Records
/---
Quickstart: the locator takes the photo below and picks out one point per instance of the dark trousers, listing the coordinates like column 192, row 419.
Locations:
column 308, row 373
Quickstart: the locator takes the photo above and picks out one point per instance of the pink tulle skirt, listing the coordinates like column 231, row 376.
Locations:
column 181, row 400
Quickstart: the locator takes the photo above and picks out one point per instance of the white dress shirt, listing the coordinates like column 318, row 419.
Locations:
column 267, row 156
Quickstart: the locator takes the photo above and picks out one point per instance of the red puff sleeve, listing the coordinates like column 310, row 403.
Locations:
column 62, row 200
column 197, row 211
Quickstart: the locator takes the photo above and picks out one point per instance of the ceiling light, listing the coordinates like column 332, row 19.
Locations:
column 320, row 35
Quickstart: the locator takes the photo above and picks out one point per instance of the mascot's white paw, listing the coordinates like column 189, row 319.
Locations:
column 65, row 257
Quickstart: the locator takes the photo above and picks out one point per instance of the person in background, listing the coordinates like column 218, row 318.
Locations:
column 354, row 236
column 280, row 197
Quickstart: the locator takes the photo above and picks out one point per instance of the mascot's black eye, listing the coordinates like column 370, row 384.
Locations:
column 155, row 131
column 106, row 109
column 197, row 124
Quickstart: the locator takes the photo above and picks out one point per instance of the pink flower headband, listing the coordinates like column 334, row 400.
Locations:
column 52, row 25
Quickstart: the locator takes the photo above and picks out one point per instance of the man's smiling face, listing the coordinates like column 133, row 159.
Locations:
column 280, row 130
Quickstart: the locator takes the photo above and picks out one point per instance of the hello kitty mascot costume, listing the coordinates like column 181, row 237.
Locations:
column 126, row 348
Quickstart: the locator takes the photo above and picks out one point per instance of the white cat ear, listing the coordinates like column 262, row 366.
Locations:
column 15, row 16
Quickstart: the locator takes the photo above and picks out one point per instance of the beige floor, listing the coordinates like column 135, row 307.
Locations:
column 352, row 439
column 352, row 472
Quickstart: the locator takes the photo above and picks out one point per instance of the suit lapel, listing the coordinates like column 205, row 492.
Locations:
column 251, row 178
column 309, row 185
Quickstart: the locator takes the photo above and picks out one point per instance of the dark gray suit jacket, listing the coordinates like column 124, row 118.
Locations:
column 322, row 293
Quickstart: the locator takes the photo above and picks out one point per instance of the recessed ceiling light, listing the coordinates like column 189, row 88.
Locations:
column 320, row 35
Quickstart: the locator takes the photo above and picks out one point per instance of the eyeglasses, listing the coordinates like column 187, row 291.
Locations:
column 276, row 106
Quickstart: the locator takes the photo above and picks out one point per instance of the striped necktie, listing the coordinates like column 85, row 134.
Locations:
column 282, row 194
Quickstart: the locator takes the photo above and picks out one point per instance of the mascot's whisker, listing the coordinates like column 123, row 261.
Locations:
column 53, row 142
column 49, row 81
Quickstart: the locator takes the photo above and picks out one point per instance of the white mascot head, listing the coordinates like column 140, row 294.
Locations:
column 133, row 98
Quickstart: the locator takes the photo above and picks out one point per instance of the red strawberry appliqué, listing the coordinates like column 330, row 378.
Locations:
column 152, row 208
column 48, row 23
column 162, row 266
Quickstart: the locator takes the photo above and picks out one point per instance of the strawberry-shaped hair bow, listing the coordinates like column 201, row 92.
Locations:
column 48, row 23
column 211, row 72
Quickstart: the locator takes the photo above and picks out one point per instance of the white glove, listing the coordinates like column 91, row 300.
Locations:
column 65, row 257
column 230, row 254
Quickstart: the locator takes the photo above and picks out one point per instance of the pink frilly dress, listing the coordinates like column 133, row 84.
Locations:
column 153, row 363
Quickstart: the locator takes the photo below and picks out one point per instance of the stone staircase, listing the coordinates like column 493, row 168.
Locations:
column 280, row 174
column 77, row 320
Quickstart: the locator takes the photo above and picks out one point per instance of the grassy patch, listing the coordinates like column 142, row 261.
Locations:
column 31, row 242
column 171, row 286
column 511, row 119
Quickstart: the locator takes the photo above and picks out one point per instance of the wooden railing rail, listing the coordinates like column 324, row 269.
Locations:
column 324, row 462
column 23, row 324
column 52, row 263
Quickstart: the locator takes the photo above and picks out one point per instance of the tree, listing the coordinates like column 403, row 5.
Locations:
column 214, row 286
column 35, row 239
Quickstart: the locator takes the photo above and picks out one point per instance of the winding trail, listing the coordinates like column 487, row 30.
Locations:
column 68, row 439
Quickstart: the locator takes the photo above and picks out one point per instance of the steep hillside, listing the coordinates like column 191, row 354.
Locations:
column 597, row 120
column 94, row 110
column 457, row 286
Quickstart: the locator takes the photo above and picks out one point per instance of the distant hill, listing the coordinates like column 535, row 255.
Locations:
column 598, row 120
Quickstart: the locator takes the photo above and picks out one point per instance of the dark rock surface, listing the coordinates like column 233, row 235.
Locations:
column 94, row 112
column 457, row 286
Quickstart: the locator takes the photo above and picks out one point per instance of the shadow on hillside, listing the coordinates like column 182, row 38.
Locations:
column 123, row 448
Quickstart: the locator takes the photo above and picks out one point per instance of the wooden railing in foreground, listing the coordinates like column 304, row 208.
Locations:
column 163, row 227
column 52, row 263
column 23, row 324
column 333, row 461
\---
Exercise requirements -> Change "Locations" to "Positions" throughout the entries, keeping everything else the same.

Exercise output ->
Quickstart: the locator takes the photo below and picks out one point per instance of the dark trousers, listing the coordinates like column 192, row 419.
Positions:
column 308, row 373
Quickstart: the locator takes the photo above and picks out one point per instance of the pink tulle skirt, listing the coordinates like column 231, row 376.
Positions:
column 181, row 400
Quickstart: the locator takes the photo above and picks out one point per instance of the white dress shirt, listing the coordinates like column 318, row 419.
Positions:
column 267, row 156
Quickstart: the locator takes the photo above and picks out one point per instance of the red puff sleeve, listing the coordinates like column 310, row 403.
Positions:
column 62, row 200
column 197, row 211
Quickstart: the locator takes the photo above and picks out one point per instance of the ceiling light, listing the coordinates like column 332, row 19.
Positions:
column 320, row 35
Quickstart: the locator takes the photo above and picks out one point per instance of the mascot's white paw, listing the coordinates like column 189, row 319.
Positions:
column 65, row 257
Quickstart: the locator takes the photo above and picks out one point per instance of the person in background, listing the coordinates like column 218, row 318.
Positions:
column 354, row 236
column 280, row 197
Quickstart: the locator takes the photo above and picks out one point per instance of the mascot's black eye, listing the coordinates like column 370, row 384.
Positions:
column 155, row 131
column 106, row 109
column 197, row 124
Quickstart: the locator takes the photo above and picks out one point per instance of the pink flower headband, listing the coordinates like column 334, row 400.
Positions:
column 52, row 25
Quickstart: the locator takes the photo above and picks out one point per instance of the man's smiling face, listing the coordinates like column 133, row 159.
Positions:
column 280, row 130
Quickstart: the locator takes the photo above and picks out one point per instance of the hello kitty mascot costume, listing the coordinates like column 181, row 237.
Positions:
column 126, row 348
Quickstart: the locator takes the photo above and picks out one point per instance of the white cat ear, listing the coordinates like column 262, row 366.
Positions:
column 15, row 16
Quickstart: the locator takes the photo above and picks out one point per instance of the beige floor, listing the coordinates like column 135, row 307.
Positions:
column 352, row 439
column 352, row 472
Quickstart: the locator takes the photo above and picks out one point per instance of the suit lapel, listing the coordinates like column 205, row 492.
Positions:
column 251, row 178
column 309, row 185
Quickstart: the locator takes the photo above and picks out one point per instance of the dark gray suit jacket, listing the coordinates like column 124, row 118.
Positions:
column 322, row 293
Quickstart: the locator takes the photo above and picks out one point per instance of the recessed ceiling light, listing the coordinates like column 189, row 88.
Positions:
column 320, row 35
Quickstart: the locator takes the photo above and picks out one point per instance of the eyeglasses, listing the coordinates like column 187, row 291.
Positions:
column 276, row 106
Quickstart: the locator takes the photo above and picks out one point per instance of the striped necktie, listing the coordinates like column 85, row 134.
Positions:
column 282, row 194
Quickstart: the locator takes the photo above and picks out one point per instance of the mascot's whisker, listing the coordinates like column 123, row 261.
Positions:
column 53, row 142
column 49, row 81
Quickstart: the locator takes the photo above and picks out one point per instance of the white mascot head, listing the coordinates like column 140, row 294.
Positions:
column 133, row 98
Quickstart: the locator takes the photo above and picks out one point per instance of the red strawberry appliqué, listing the coordinates like column 330, row 378.
Positions:
column 152, row 208
column 48, row 23
column 162, row 266
Quickstart: the locator takes the photo above and picks out one point per instance of the strawberry-shaped hair bow, listing the coordinates like column 201, row 92.
Positions:
column 48, row 23
column 211, row 72
Quickstart: the locator takes the photo above and picks out one point per instance of the white glove, listing the coordinates like column 91, row 300.
Positions:
column 65, row 257
column 230, row 254
Quickstart: the locator takes the photo above and picks out one point per instance of the pink frilly dress, listing the coordinates like column 133, row 84.
Positions:
column 153, row 363
Quickstart: the locator takes the photo below and picks out one point per instance of the stone staircase, listing the coordinates like column 493, row 168.
Positions:
column 280, row 174
column 77, row 320
Quickstart: the locator takes the photo above and picks out one point per instance of the grassy patch, listing the coordinates like column 142, row 261.
Positions:
column 31, row 242
column 171, row 286
column 511, row 119
Quickstart: the locator takes the photo above and picks out one point per instance of the wooden railing rail, listing the coordinates like column 324, row 269.
Positions:
column 324, row 462
column 23, row 324
column 52, row 263
Quickstart: the locator takes the photo above and picks out one point per instance of the tree, listing the coordinates like column 403, row 5.
Positions:
column 214, row 286
column 35, row 239
Quickstart: the locator takes the photo above and picks out one point per instance of the winding trail, listing the coordinates like column 487, row 30.
Positions:
column 68, row 439
Quickstart: the locator takes the photo above and picks out one point per instance of the steep hillside, listing the coordinates like column 191, row 354.
Positions:
column 597, row 120
column 94, row 110
column 457, row 286
Quickstart: the locator takes the photo above and picks out one point per instance of the distant hill, listing the coordinates like column 535, row 255.
Positions:
column 598, row 120
Quickstart: the locator takes the photo above and picks out one point per instance of the dark rock surface, listing the coordinates like column 233, row 235.
Positions:
column 94, row 112
column 457, row 286
Quickstart: the locator takes the photo above and picks out one point per instance of the shadow on hillside, listing the coordinates like column 182, row 38.
Positions:
column 123, row 448
Quickstart: the locator takes the photo above and picks out one point per instance of the wooden railing in foreground, listing the coordinates like column 304, row 208.
Positions:
column 163, row 227
column 52, row 263
column 23, row 324
column 333, row 461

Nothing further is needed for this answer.